▶ _Questions to answer_
#1 Answer these questions using the faculty profile.
(a) What street address is given for the office location?
(b) Which university awarded the PhD?
(c) Which two awards are said to have recognized the research?
#2 Translate this sentence from the faculty profile into Spanish: "He is also interested in how to prevent false discovery in the empirical sciences."
#3 In the faculty profile, take everything from "## Biography" down to "Faculty Research Award." and write it out again, substituting "computer science researcher" for "theoretical computer scientist".

▶ _Passage provided_
______

## Contact

## Office Location

805 Columbus Avenue

623 Interdisciplinary Science and Engineering Complex (ISEC)

Boston, MA 02120

## Mailing Address

Northeastern University

ATTN: Jonathan Ullman, 435 ISEC

360 Huntington Avenue

Boston, MA 02115

## Research Interests

- Privacy
- Machine learning and statistics
- Cryptography
- Algorithms

## Education

- PhD in computer science, Harvard University
- BSE in computer science, Princeton University

## Biography

Jonathan Ullman is a theoretical computer scientist. The focus of his research is how to make data analysis more reliable and better aligned with societal values. A particular focus is statistical data privacy, which studies how and when we can analyze a dataset without revealing information about the individuals in that dataset. He is also interested in how to prevent false discovery in the empirical sciences. He studies these and other questions using tools from cryptography, algorithms, machine learning and statistics.

His research has been recognized with an NSF CAREER Award and a Google Faculty Research Award.

## Recent Publications

### Differentially Private Fair Learning

Jagielski, Matthew, Kearns, Michael, Mao, Jieming, Oprea, Alina, Roth, Aaron, Sharifi, Saeed, & Ullman, Jonathan. (2019). Differentially Private Fair Learning. Proceedings of the 36 Th International Conference on Machine Learning.

______

▶ _Record set_

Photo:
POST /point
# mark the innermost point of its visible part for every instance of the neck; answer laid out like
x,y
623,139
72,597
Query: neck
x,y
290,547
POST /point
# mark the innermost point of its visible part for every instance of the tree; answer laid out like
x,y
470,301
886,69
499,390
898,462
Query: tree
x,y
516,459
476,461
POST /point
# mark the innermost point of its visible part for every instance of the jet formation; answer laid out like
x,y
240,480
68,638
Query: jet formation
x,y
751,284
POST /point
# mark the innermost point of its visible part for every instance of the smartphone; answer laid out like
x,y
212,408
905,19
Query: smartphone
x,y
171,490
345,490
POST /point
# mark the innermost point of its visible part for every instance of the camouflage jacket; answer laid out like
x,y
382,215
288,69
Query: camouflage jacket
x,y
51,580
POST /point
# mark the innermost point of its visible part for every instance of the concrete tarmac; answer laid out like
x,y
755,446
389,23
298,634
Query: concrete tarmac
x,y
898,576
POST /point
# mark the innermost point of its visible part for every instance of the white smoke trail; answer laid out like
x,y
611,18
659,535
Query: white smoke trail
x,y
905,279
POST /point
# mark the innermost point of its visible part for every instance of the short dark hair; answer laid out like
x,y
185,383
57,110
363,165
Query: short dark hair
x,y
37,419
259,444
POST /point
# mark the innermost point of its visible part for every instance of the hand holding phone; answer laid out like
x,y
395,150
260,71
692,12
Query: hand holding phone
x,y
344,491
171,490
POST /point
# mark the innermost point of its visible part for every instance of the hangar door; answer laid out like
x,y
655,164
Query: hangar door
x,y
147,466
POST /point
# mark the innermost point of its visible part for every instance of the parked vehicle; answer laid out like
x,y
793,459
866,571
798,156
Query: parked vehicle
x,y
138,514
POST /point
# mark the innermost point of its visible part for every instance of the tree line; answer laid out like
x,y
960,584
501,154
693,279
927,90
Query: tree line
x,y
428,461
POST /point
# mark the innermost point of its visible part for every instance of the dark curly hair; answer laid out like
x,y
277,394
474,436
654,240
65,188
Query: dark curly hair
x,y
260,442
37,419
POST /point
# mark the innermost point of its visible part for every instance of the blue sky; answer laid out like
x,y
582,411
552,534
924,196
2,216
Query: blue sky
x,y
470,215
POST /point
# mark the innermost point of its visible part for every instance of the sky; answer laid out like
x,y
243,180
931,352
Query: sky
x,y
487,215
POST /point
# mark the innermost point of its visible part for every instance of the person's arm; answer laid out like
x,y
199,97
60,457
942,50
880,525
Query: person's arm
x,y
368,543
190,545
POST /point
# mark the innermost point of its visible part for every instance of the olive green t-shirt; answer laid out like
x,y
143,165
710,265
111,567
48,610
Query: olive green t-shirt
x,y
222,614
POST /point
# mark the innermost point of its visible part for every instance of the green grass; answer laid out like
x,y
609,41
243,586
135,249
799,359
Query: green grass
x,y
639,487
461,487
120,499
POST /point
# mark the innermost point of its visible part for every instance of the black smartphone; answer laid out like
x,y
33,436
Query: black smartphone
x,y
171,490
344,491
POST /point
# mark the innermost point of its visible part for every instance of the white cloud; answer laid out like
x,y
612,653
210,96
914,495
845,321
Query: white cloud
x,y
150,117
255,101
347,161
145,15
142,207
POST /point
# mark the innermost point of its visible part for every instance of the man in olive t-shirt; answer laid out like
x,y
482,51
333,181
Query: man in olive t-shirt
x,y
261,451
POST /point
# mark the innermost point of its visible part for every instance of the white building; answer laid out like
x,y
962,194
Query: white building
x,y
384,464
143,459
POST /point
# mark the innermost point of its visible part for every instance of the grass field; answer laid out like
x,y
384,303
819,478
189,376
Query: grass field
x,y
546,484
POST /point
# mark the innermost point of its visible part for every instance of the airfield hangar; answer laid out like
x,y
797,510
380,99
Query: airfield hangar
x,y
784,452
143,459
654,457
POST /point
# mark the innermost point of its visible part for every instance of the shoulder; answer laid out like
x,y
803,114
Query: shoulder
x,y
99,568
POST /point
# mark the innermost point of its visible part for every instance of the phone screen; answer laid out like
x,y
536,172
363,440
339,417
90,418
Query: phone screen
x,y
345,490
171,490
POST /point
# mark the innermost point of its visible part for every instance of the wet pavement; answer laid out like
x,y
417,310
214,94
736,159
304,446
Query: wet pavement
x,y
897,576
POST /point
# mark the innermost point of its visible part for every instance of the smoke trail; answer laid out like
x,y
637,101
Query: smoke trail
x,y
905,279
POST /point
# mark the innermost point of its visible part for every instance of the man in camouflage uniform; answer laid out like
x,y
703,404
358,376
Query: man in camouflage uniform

______

▶ _Numbered answers_
#1
(a) 805 Columbus Avenue
(b) Harvard University
(c) An NSF CAREER Award and a Google Faculty Research Award

#2 También le interesa cómo prevenir los falsos descubrimientos en las ciencias empíricas.

#3
## Biography

Jonathan Ullman is a computer science researcher. The focus of his research is how to make data analysis more reliable and better aligned with societal values. A particular focus is statistical data privacy, which studies how and when we can analyze a dataset without revealing information about the individuals in that dataset. He is also interested in how to prevent false discovery in the empirical sciences. He studies these and other questions using tools from cryptography, algorithms, machine learning and statistics.

His research has been recognized with an NSF CAREER Award and a Google Faculty Research Award.